■ SHORT TASK ■
Give again only the lines from the line that holds "brown jacket in the photo above." to the end of the data, inclusive, omitting all pictures.

* * *

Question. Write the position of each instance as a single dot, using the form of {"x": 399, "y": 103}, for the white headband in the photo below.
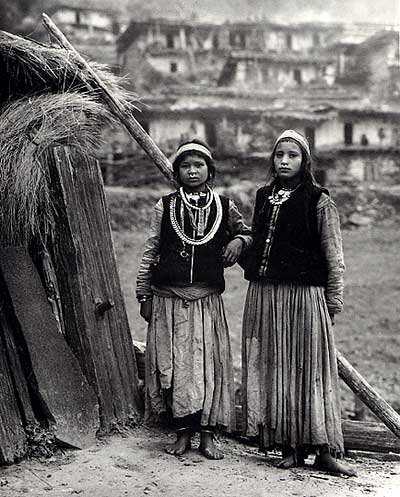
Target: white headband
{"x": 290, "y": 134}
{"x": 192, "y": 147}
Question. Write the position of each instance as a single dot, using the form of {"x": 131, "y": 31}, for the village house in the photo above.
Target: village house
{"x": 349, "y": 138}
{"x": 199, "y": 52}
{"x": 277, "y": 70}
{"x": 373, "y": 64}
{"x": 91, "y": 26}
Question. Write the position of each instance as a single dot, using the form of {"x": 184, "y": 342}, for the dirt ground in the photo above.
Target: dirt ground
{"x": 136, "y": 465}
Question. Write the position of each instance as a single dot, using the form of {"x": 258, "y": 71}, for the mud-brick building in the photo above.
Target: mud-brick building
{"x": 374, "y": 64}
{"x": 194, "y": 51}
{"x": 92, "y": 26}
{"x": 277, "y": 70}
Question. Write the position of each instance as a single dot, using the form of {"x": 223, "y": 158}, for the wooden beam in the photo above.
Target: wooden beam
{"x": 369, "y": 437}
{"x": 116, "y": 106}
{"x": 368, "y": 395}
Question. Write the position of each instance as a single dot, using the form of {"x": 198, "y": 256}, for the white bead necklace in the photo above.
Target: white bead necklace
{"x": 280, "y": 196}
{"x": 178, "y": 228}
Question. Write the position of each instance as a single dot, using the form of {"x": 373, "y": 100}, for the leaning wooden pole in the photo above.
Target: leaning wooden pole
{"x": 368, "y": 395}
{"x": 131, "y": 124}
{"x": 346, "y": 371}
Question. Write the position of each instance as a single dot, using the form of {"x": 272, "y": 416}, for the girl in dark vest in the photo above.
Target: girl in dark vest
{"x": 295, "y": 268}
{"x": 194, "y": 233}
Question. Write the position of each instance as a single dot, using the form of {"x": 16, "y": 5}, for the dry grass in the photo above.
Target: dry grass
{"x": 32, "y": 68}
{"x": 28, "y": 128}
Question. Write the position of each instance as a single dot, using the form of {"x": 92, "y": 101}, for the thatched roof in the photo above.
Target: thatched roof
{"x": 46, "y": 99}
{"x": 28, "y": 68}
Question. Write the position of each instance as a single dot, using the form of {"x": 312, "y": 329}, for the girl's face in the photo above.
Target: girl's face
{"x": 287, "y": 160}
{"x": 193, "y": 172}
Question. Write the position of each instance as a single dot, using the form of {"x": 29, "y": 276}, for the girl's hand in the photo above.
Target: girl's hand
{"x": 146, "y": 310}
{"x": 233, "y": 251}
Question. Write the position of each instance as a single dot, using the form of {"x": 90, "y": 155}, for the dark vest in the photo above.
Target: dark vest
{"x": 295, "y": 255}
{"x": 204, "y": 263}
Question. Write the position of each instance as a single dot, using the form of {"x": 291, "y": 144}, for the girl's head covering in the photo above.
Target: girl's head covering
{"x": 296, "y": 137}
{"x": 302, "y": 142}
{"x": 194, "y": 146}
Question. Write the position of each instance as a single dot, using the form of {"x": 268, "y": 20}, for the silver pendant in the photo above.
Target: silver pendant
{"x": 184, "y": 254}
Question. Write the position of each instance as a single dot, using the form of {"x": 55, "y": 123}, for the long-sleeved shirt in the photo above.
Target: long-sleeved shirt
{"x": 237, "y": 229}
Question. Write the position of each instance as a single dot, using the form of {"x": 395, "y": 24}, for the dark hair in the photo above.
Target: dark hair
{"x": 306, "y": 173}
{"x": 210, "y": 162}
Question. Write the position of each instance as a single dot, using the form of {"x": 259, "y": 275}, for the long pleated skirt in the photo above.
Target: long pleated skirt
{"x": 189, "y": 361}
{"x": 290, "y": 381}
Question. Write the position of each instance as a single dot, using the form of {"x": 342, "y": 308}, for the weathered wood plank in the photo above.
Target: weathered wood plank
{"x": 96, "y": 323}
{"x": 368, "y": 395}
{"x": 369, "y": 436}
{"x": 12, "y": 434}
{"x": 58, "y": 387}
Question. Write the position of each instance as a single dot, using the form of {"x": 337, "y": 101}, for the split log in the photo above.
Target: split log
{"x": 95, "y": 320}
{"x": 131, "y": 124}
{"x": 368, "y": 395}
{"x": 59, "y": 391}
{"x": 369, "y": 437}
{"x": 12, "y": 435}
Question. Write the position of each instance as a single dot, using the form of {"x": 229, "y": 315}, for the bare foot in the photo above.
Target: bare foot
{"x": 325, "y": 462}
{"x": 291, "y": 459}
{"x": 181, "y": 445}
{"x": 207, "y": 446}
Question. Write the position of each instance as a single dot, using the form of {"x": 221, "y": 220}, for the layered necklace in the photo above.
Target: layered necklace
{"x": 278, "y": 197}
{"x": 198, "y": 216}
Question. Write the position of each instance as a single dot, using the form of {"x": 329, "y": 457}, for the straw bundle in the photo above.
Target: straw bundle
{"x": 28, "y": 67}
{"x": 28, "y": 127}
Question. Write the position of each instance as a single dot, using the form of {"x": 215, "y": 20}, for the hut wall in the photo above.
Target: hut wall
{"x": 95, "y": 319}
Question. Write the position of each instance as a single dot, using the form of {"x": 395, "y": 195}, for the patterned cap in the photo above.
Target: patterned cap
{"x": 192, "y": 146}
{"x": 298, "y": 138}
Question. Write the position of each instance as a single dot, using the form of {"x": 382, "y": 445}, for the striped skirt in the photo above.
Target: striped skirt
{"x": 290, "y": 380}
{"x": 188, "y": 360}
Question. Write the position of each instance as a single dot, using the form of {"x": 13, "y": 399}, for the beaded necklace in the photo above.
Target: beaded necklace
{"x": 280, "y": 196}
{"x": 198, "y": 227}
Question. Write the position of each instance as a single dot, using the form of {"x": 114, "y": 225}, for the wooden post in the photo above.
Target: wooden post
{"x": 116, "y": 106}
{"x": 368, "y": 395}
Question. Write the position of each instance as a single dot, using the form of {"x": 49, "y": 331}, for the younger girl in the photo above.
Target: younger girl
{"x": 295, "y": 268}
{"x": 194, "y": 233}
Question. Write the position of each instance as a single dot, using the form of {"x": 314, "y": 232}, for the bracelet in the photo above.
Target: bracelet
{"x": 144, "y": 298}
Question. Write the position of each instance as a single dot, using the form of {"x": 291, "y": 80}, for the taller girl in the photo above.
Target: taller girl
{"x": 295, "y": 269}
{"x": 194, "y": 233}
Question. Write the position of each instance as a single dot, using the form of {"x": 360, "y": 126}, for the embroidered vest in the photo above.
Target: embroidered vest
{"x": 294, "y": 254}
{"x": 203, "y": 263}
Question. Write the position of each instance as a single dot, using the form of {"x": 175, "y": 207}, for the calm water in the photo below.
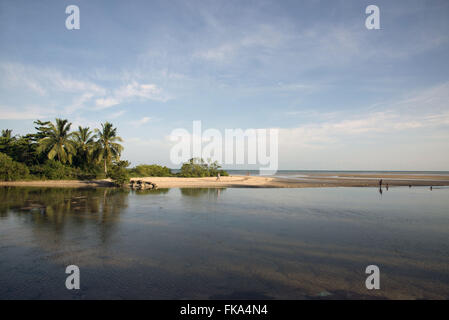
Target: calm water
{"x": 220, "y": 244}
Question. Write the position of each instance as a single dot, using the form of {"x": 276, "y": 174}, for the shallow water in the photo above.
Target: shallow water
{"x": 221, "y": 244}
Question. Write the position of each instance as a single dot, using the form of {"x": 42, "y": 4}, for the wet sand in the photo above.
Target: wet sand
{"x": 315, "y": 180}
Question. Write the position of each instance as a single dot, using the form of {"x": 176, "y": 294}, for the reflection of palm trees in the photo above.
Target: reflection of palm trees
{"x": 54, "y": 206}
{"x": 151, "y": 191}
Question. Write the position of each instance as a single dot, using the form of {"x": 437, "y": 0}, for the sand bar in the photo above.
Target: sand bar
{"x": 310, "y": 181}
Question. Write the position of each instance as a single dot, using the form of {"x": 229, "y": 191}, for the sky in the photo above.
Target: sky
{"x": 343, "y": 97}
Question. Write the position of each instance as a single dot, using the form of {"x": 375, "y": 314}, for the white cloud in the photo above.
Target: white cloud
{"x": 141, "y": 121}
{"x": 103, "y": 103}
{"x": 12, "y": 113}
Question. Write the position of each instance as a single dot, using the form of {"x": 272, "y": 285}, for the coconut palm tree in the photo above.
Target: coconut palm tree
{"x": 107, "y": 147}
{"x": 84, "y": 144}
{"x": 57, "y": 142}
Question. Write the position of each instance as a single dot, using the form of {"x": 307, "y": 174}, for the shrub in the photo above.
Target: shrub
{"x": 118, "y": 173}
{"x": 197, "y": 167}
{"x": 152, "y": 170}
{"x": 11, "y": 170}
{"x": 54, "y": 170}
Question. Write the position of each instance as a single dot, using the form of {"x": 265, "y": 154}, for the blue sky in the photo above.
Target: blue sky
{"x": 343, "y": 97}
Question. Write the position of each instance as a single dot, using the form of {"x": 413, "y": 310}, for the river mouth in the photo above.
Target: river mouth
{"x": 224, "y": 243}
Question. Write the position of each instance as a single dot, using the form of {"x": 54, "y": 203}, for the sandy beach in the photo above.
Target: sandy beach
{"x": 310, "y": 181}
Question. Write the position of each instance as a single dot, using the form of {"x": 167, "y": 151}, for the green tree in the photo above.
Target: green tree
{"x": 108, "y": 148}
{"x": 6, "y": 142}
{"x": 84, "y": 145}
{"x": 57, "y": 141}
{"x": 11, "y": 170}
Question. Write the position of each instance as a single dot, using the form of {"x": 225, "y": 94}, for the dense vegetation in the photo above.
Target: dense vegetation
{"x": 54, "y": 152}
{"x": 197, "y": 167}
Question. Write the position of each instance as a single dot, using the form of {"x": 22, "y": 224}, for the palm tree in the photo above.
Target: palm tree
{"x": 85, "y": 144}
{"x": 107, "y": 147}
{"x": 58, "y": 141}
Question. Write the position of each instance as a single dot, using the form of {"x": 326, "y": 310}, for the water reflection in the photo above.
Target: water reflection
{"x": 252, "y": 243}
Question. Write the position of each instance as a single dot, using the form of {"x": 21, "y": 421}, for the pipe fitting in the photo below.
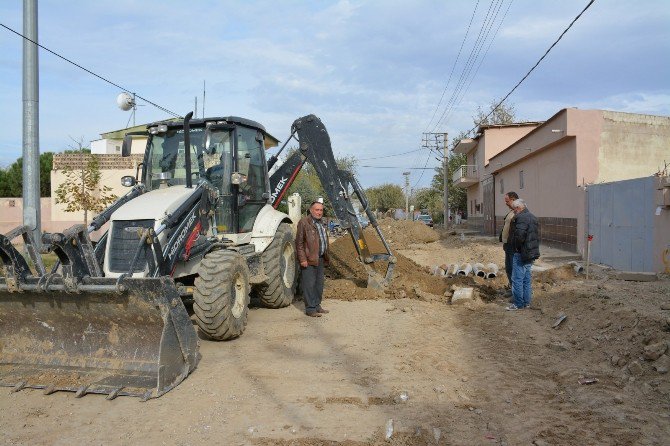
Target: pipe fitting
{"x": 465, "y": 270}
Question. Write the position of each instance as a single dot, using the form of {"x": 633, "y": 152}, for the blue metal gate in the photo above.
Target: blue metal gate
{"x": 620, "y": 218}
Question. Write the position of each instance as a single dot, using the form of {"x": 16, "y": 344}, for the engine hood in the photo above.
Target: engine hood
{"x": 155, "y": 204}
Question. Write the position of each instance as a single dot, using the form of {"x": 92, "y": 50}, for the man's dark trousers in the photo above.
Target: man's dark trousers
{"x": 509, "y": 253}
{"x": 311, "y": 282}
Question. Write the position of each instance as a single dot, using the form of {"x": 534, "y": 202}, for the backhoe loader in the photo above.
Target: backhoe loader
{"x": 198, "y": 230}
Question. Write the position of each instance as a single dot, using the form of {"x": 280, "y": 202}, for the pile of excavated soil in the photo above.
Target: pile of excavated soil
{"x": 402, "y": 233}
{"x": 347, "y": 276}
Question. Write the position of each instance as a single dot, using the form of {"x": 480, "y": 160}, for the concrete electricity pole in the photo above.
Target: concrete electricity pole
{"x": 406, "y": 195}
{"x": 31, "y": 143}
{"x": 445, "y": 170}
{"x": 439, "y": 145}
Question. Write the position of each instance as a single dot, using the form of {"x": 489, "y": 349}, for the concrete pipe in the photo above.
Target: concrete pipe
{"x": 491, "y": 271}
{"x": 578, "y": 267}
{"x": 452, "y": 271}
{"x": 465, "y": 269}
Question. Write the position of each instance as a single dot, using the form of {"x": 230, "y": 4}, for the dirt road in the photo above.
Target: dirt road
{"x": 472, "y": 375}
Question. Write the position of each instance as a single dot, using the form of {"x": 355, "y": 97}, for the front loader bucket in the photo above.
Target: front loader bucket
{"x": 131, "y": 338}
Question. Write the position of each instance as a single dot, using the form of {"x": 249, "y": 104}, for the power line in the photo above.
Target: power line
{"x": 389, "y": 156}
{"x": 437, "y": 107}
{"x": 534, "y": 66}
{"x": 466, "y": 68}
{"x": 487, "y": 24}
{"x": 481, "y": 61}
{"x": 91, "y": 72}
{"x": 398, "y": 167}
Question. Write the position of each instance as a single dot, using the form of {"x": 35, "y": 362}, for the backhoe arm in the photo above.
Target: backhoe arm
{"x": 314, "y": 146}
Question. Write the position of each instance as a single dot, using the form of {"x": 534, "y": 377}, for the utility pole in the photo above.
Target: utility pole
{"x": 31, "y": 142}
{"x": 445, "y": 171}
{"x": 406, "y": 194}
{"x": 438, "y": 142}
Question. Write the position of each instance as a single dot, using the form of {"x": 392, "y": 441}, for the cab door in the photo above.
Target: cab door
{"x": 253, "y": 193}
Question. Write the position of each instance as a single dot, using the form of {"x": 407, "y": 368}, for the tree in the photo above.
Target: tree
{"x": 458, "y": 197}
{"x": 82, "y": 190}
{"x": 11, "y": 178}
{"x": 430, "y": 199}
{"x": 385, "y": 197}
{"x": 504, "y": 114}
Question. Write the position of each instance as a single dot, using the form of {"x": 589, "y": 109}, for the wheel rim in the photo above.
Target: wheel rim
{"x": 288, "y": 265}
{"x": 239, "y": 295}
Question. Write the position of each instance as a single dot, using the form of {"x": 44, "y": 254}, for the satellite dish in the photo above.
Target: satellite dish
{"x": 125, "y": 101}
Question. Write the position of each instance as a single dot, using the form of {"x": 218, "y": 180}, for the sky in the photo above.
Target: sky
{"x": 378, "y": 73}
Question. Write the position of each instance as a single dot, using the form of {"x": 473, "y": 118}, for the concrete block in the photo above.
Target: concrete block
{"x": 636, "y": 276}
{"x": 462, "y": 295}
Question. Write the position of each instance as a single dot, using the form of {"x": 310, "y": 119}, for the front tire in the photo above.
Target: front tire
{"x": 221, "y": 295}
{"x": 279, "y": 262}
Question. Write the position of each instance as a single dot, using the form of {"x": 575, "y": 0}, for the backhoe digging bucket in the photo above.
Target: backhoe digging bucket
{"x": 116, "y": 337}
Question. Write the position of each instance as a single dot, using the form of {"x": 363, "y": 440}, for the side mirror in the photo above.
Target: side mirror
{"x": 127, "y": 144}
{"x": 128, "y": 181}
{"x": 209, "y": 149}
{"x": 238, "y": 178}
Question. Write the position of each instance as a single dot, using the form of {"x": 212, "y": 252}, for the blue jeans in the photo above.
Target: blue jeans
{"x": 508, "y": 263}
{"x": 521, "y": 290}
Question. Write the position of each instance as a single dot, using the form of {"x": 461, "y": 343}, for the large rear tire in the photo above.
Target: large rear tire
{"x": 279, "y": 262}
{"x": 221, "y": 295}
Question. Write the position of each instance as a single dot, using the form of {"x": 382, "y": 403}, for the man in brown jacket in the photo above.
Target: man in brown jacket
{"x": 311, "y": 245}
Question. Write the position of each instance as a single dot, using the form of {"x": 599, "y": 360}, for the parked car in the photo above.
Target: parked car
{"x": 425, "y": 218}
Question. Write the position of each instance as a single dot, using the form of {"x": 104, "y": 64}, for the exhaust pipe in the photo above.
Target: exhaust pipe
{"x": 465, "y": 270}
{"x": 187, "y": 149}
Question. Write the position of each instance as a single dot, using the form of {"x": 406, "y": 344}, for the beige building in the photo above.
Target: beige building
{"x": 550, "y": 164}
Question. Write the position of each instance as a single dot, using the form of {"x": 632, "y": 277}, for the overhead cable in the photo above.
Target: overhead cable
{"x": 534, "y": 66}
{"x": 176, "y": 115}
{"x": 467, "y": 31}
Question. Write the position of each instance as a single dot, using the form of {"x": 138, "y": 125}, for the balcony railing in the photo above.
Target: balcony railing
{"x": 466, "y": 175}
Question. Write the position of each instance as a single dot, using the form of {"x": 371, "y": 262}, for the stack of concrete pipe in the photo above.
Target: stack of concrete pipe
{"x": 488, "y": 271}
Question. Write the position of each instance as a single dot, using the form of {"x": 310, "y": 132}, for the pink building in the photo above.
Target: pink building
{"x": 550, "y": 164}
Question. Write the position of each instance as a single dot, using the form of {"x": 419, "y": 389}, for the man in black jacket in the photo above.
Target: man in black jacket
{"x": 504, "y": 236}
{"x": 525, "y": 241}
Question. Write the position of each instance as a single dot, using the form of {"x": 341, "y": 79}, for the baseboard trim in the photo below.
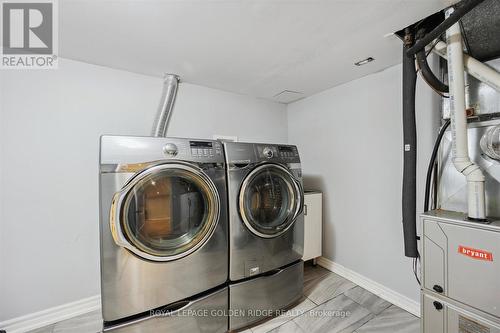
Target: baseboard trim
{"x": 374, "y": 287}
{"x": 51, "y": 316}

* * *

■ SOLUTION FOR THIS EXERCISE ■
Question. Write the position of each instance as a single dot, using the form of {"x": 382, "y": 403}, for the man in brown jacket in the photo above.
Target: man in brown jacket
{"x": 311, "y": 245}
Question. Write the position of each instance as a single dot, using the form of {"x": 599, "y": 360}, for the parked car in the photo above.
Target: parked car
{"x": 425, "y": 218}
Question. Write the position of each instance as a single dot, using the form of {"x": 104, "y": 64}, for the exhaust pipe in the photo above.
Target: exhaust pipe
{"x": 465, "y": 270}
{"x": 187, "y": 149}
Question. Write the position of each instance as a single dot, using the form of {"x": 406, "y": 344}, for the beige building in the photo above.
Target: beige building
{"x": 550, "y": 164}
Question. Write the position of each instance as a single dot, using the form of {"x": 632, "y": 277}, for the overhead cable in the photo above.
Target: overhead cable
{"x": 534, "y": 66}
{"x": 176, "y": 115}
{"x": 467, "y": 31}
Question. Write the position of each instance as a single dot, using the form of {"x": 138, "y": 125}, for the balcony railing in the photo above.
Target: balcony railing
{"x": 466, "y": 175}
Question. Write the position of each instance as a single dot, using the form of {"x": 371, "y": 262}, for the stack of concrete pipe in the photo above.
Target: stack of concrete pipe
{"x": 488, "y": 271}
Question. Write the position of each instance as a single dot, using the form of {"x": 310, "y": 132}, for the pink building in the photo above.
Target: pink building
{"x": 550, "y": 164}
Question. Write the position of each instance as a single dot, using the form of {"x": 419, "y": 389}, for the man in black jacket in the photo above.
Target: man in black jacket
{"x": 504, "y": 236}
{"x": 525, "y": 241}
Question. Write the position of each instance as a single dot, using the form of {"x": 341, "y": 79}, for the baseboard trim in the photo below.
Target: baseboard trim
{"x": 374, "y": 287}
{"x": 51, "y": 316}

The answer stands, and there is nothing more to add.